* REQUEST: Copy out each of the items that follow word for word, leaving every line unchanged.
>> START DATA
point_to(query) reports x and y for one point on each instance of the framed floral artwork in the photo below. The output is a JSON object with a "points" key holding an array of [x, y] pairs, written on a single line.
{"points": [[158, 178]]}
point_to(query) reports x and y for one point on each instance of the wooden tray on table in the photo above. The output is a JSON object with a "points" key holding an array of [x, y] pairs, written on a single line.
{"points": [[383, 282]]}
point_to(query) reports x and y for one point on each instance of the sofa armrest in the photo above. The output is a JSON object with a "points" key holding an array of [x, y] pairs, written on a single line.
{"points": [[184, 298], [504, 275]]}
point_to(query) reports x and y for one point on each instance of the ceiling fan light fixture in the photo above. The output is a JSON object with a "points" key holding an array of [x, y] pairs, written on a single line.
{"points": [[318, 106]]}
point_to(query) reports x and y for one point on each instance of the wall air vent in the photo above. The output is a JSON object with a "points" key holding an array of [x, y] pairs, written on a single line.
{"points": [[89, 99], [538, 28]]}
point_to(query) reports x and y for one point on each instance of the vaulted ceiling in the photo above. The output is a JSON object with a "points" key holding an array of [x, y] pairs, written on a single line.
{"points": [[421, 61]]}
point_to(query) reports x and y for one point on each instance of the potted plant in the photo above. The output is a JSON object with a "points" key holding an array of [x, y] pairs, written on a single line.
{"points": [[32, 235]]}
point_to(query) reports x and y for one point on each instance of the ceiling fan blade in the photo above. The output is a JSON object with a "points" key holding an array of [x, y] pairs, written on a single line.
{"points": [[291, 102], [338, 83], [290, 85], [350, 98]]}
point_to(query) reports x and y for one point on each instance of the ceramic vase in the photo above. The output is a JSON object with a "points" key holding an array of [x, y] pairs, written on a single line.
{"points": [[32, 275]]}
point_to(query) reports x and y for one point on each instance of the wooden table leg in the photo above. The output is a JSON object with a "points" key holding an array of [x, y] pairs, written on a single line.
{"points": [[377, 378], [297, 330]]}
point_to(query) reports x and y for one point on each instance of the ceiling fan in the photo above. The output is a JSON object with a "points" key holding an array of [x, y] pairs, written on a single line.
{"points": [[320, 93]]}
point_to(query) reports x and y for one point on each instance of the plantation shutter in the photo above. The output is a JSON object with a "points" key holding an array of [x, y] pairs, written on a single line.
>> END DATA
* TASK OUTPUT:
point_to(query) reports x and y for one point on each instance of the framed floral artwork in the photo below. The output is a JSON object with a "points" key holding an array of [x, y] pairs, written on a single line.
{"points": [[158, 178]]}
point_to(query) reports x and y for one point on each instance of the wooden tray on table in the photo above. The output is a JSON object with a "points" key holding an array of [x, y] pairs, written on a single line.
{"points": [[383, 282]]}
point_to(query) reports x and y for one point on each instance of the sofa armrest in the photo above. The output is a JSON object with a "points" key holding an array of [x, y] pairs, written on a single line.
{"points": [[184, 298], [504, 275]]}
point_to(query) reports x and y for one point on each instance of the ceiling fan light fixture in the photo above. The output is a JSON object with a "points" key holding an array of [x, y] pairs, written on a single line.
{"points": [[318, 106]]}
point_to(query) reports x and y for one point on each instance of the wall air vent in the photo above. The output is a JSON object with a "points" key holding an array of [x, y] pairs, written on a single line.
{"points": [[89, 99], [538, 28]]}
point_to(query) reports x and y for one point on each instance of the vaulted ceiling in the photo above. The output is a JSON object with a "points" key holding an array of [x, y] pairs, written on a single line.
{"points": [[421, 61]]}
point_to(query) reports x and y for one point on each instance of the potted plant in the photo above. The output is a JSON object with a "points" key holding an array of [x, y] pairs, written on a single line.
{"points": [[32, 235]]}
point_to(query) reports x and y for one point on each instance of the ceiling fan blade in the photo above. The output is a JSON object with a "points" key holding an array of [x, y] pairs, written on a single line.
{"points": [[291, 102], [338, 83], [290, 85], [350, 98]]}
point_to(query) reports x and y for one point on each instance of the ceramic vase in the photo above. The output is a JSON object with a "points" key holding an array of [x, y] pairs, written on a single line.
{"points": [[32, 275]]}
point_to(query) reports x and y for one point on each instance of the wooden table leg in the photo above. The output is a JSON object with a "points" key holding an array of [x, y] pairs, written on a single line.
{"points": [[377, 378], [297, 330]]}
point_to(query) reports x and y for one point on each instance of the ceiling fan in the photo above. The output is a JSON object with a "points" key holding an array of [x, y] pairs, written on a single line.
{"points": [[320, 93]]}
point_to(query) reports x and y for one point on each instance of the plantation shutter in the photo above. The output is a JSON object with a "points" key holding an array of [x, y] pairs, written on a single line.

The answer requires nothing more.